(Beginning of Data section)
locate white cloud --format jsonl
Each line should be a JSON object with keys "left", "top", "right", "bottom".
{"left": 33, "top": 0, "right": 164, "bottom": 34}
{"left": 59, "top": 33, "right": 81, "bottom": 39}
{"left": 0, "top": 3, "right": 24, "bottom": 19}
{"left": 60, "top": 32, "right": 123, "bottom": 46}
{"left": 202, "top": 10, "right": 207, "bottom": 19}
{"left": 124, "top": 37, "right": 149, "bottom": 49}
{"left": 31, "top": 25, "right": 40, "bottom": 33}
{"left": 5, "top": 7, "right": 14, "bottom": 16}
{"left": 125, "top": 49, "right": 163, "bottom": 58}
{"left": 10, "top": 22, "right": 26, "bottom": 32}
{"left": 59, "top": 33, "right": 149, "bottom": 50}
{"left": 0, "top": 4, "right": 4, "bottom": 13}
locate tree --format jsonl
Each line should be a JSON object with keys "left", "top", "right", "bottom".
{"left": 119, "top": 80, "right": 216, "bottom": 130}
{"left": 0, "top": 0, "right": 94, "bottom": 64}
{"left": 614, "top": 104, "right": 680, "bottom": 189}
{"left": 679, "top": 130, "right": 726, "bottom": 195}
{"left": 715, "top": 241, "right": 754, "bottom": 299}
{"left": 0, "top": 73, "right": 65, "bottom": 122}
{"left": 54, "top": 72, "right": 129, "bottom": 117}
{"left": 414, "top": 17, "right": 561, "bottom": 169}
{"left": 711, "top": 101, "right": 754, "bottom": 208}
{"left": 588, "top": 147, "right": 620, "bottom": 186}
(End of Data section)
Each entry is to be returned in full, character for character.

# Your response
locate white cloud --format jsonl
Each line should be a JSON object with keys "left", "top", "right", "bottom".
{"left": 33, "top": 0, "right": 164, "bottom": 34}
{"left": 59, "top": 33, "right": 81, "bottom": 39}
{"left": 0, "top": 3, "right": 24, "bottom": 19}
{"left": 60, "top": 32, "right": 123, "bottom": 46}
{"left": 202, "top": 10, "right": 207, "bottom": 19}
{"left": 124, "top": 37, "right": 149, "bottom": 49}
{"left": 31, "top": 25, "right": 40, "bottom": 33}
{"left": 5, "top": 7, "right": 14, "bottom": 16}
{"left": 125, "top": 49, "right": 163, "bottom": 58}
{"left": 10, "top": 22, "right": 26, "bottom": 32}
{"left": 59, "top": 33, "right": 149, "bottom": 50}
{"left": 0, "top": 4, "right": 4, "bottom": 13}
locate tree --format jsonl
Each line should be a JSON object with keys "left", "top", "right", "bottom".
{"left": 119, "top": 80, "right": 216, "bottom": 130}
{"left": 0, "top": 0, "right": 94, "bottom": 64}
{"left": 614, "top": 104, "right": 680, "bottom": 189}
{"left": 679, "top": 130, "right": 726, "bottom": 195}
{"left": 715, "top": 241, "right": 754, "bottom": 299}
{"left": 0, "top": 73, "right": 65, "bottom": 122}
{"left": 54, "top": 72, "right": 129, "bottom": 117}
{"left": 414, "top": 17, "right": 561, "bottom": 169}
{"left": 711, "top": 101, "right": 754, "bottom": 208}
{"left": 588, "top": 147, "right": 620, "bottom": 186}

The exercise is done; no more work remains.